**Stated problem a**
Translate this sentence from the page text on Py_buffer and the limited API into Spanish: "Still Py_buffer is a necessary but not sufficient condition."

**Page text**

Currently all APIs related to Py_buffer are excluded from the limited API. It's neither possible to use Py_buffer from a C extension with limited API nor is it possible to define heap types with buffer support using the stable ABI.

The lack of Py_buffer support prevents prominent projects like NumPy or Pillow to use the limited API and produce abi3 binary wheel. To be fair it's not the only reason why these projects have not adopted the stable abi3 yet. Still Py_buffer is a necessary but not sufficient condition. Stable abi3 support would enable NumPy stack to build binary wheels that work with any Python version >= 3.11, \< 4.0.

The limited API excludes any C API that references Py_buffer:

8 PyBuffer_*() functions
21 PyBUF_* constants
PyMemoryView_FromBuffer()

**Material provided**

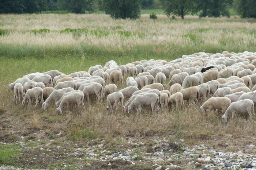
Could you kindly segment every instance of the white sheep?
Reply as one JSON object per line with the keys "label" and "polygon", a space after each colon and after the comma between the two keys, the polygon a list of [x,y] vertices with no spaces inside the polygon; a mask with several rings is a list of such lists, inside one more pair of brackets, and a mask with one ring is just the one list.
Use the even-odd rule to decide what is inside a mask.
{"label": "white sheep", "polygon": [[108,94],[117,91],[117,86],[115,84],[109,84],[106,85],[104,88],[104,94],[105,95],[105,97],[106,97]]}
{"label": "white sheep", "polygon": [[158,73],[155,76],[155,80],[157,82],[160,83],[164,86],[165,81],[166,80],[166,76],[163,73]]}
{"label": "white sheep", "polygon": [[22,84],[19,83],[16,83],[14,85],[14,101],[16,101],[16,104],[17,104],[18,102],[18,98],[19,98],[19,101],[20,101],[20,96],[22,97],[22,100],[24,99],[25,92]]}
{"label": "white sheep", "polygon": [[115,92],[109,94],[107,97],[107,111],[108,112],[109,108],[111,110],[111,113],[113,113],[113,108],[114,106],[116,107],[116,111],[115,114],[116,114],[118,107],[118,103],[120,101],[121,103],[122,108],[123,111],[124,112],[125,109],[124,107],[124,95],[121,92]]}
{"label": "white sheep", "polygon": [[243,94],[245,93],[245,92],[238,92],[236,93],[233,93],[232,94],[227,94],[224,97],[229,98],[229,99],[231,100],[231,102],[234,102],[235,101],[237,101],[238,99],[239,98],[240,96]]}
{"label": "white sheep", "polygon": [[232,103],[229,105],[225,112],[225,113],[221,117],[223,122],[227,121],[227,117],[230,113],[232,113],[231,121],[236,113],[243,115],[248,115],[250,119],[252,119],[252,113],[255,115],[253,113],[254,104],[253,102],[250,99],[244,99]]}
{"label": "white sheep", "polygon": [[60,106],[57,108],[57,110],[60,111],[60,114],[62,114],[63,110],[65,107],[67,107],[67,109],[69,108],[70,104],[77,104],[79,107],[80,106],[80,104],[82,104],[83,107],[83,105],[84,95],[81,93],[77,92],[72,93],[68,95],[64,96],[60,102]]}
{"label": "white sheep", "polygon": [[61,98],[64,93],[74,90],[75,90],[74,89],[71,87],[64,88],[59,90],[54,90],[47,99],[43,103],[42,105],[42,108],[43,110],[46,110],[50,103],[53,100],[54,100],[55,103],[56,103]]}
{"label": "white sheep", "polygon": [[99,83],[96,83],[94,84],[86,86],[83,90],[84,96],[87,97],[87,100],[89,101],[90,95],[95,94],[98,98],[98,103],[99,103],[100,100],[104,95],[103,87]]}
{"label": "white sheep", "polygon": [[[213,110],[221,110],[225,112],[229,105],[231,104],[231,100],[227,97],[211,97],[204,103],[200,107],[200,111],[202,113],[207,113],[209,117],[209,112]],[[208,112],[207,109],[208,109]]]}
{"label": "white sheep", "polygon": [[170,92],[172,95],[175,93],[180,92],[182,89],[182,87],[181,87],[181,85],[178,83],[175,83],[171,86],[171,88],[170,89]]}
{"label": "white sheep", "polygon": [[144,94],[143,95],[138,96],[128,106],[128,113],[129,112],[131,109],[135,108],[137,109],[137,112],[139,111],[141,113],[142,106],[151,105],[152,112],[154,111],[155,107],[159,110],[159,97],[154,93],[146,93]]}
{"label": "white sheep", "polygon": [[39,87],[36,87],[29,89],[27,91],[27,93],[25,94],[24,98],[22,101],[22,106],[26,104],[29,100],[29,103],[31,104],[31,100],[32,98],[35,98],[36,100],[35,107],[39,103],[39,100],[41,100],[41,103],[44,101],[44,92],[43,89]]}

...

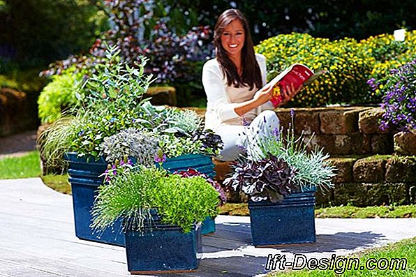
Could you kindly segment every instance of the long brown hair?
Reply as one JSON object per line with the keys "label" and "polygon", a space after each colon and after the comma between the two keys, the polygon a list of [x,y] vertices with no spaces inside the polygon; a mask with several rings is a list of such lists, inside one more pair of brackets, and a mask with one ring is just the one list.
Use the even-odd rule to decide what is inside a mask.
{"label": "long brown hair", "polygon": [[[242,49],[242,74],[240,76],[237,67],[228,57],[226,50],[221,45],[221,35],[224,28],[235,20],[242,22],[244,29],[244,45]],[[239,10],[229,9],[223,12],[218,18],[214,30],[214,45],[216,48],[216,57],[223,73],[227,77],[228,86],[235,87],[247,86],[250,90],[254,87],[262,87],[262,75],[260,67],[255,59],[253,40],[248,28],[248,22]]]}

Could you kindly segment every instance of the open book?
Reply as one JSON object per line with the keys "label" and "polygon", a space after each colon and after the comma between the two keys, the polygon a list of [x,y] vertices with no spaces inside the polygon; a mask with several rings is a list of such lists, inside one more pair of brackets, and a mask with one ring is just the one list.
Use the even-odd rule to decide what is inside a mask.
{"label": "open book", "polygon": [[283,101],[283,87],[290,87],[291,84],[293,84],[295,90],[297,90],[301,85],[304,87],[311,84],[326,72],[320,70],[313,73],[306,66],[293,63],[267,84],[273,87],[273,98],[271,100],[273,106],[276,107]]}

==

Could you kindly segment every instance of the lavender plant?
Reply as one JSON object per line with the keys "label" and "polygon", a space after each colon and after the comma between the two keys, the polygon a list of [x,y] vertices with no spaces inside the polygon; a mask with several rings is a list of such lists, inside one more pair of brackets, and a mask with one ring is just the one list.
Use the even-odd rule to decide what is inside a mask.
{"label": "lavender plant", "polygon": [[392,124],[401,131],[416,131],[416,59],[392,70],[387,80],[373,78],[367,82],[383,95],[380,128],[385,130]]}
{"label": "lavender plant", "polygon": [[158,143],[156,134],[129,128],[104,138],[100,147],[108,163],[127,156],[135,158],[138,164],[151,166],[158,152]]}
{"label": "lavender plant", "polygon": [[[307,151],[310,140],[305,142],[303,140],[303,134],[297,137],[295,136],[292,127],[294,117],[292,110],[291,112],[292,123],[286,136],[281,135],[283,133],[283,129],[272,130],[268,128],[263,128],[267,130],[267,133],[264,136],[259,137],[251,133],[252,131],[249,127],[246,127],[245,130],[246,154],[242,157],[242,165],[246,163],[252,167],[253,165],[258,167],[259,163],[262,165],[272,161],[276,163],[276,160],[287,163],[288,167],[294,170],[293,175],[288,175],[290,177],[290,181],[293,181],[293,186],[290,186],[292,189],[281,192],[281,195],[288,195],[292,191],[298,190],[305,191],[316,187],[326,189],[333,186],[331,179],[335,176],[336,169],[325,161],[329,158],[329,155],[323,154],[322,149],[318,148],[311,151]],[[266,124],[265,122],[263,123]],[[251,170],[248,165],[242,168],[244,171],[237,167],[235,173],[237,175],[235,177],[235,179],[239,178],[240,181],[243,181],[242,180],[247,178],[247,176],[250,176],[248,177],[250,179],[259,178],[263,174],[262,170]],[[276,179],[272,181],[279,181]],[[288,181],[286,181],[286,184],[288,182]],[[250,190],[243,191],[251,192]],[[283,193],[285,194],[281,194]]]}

**Stated problem b**
Pick out each line in the records above that contains the string "segment".

**Written solution a**
Aun así, Py_buffer es una condición necesaria pero no suficiente.

**Written solution b**
Could you kindly segment every instance of the white sheep?
Could you kindly segment every instance of the long brown hair?
Could you kindly segment every instance of the open book?
Could you kindly segment every instance of the lavender plant?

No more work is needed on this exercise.